### Exercise goal
Could you reproduce the rows below verbatim, from the first line through the line with "[[436, 625], [349, 591], [394, 616], [470, 626]]", including both ends?

* * * * * * *

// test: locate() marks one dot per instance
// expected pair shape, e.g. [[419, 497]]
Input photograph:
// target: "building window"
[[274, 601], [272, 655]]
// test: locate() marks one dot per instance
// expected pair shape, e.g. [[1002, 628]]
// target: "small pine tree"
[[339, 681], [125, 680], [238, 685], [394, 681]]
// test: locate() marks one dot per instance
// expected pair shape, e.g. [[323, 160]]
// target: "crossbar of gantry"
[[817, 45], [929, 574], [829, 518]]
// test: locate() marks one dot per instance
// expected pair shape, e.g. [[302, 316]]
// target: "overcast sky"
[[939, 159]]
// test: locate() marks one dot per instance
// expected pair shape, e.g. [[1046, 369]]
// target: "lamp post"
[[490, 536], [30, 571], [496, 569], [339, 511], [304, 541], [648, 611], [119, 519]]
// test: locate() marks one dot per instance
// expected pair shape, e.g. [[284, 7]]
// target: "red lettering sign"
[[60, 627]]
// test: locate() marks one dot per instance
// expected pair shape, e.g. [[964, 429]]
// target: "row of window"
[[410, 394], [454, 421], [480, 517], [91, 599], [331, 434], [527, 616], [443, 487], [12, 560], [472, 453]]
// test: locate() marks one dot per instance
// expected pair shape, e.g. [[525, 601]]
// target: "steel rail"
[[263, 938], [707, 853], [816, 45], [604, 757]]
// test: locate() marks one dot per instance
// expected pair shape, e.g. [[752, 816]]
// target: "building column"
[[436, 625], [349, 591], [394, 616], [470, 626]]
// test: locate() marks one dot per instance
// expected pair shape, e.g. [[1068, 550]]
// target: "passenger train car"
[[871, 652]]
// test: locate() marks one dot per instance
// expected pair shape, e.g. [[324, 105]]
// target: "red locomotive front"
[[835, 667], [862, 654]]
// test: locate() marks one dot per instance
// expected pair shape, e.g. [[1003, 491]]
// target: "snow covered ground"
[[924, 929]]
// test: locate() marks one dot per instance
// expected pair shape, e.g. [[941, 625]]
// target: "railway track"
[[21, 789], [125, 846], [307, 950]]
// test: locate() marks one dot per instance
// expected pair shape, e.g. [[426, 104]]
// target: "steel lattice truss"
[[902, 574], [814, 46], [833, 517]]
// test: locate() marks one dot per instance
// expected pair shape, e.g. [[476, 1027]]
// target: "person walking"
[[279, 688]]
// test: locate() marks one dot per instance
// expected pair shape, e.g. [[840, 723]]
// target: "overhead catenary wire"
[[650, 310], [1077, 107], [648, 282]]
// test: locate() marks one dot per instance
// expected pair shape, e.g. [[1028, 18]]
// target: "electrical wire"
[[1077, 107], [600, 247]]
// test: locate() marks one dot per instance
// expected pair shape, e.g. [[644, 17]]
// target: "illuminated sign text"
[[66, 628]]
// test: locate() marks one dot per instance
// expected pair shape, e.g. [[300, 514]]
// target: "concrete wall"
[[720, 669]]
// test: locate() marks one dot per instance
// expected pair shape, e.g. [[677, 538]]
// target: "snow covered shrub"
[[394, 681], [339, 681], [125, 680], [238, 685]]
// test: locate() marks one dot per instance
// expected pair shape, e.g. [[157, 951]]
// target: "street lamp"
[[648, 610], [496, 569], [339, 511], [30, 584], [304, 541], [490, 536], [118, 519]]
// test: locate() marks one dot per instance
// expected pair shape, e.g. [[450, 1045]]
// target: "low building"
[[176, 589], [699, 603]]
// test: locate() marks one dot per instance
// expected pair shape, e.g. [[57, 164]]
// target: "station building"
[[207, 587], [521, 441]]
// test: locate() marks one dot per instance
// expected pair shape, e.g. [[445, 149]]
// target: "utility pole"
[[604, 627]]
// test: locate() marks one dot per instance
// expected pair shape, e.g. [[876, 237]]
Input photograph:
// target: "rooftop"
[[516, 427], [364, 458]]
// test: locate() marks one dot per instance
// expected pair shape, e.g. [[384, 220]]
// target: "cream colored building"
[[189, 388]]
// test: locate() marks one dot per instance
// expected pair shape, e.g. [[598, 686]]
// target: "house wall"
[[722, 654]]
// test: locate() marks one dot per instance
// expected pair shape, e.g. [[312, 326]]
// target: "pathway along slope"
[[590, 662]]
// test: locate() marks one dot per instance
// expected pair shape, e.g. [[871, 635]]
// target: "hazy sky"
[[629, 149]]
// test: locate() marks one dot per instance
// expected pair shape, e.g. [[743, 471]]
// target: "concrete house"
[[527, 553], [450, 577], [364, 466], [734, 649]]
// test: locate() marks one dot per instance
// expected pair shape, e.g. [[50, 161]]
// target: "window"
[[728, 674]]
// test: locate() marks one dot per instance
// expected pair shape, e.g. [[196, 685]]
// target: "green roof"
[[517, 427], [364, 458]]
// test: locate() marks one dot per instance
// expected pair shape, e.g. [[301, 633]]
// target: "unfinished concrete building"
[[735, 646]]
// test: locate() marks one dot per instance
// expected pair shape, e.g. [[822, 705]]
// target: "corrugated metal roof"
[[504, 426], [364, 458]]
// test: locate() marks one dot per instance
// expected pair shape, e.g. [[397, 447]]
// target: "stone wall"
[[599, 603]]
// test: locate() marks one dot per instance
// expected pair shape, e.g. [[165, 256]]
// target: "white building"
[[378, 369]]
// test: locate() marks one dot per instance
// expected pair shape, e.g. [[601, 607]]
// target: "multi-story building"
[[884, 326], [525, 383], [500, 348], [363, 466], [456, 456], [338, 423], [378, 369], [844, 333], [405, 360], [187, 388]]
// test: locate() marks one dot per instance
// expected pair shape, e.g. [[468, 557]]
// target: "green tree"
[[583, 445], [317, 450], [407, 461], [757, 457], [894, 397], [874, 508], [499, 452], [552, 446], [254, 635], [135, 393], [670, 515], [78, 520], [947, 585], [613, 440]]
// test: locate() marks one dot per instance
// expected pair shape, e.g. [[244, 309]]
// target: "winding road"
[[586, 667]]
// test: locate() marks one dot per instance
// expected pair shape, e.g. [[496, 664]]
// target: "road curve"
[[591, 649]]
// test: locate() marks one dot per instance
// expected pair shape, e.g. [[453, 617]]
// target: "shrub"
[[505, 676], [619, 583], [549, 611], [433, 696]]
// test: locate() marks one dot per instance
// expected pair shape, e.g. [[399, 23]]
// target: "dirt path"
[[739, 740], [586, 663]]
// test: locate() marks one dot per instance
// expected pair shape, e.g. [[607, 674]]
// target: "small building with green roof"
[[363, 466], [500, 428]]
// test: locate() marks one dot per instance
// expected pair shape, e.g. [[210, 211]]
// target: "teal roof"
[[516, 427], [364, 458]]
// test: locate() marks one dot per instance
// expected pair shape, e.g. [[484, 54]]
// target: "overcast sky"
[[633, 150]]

* * * * * * *

### Result of the exercise
// test: locate() marks one dot per instance
// expected pair shape, e.g. [[419, 497]]
Input photograph:
// target: "building window"
[[274, 601], [272, 655]]
// test: locate() marks one dot per instance
// expected pair shape, e.g. [[1002, 628]]
// target: "small pine tree"
[[339, 681], [125, 680], [238, 685], [394, 681]]
// test: locate() marks one dot per instance
// expected pair shape, e.g. [[323, 160]]
// target: "crossbar of gantry"
[[817, 45], [929, 574], [829, 518]]
// test: locate() marks one dot per instance
// expected pair shape, e.g. [[302, 316]]
// target: "overcast sky"
[[939, 159]]
// test: locate() marks one dot per instance
// expected pair shape, e.g. [[1046, 369]]
// target: "lamp post"
[[490, 536], [30, 571], [496, 569], [339, 511], [304, 541], [648, 611], [119, 519]]
// test: locate() marks one dot per instance
// expected pair shape, e.g. [[284, 7]]
// target: "red lettering sign"
[[60, 627]]
// test: locate() marks one dot per instance
// expected pair shape, e.g. [[964, 429]]
// target: "row of window"
[[410, 394], [454, 421], [480, 517], [91, 599], [331, 434], [527, 616], [443, 487], [12, 560], [472, 453]]
// test: locate() marks one dot per instance
// expected pair shape, e.g. [[525, 601]]
// target: "steel rail"
[[263, 938], [707, 853], [816, 45], [604, 757]]
// test: locate() marks one dot per instance
// expected pair shape, e.g. [[752, 816]]
// target: "building column"
[[436, 625], [349, 591], [394, 616], [470, 626]]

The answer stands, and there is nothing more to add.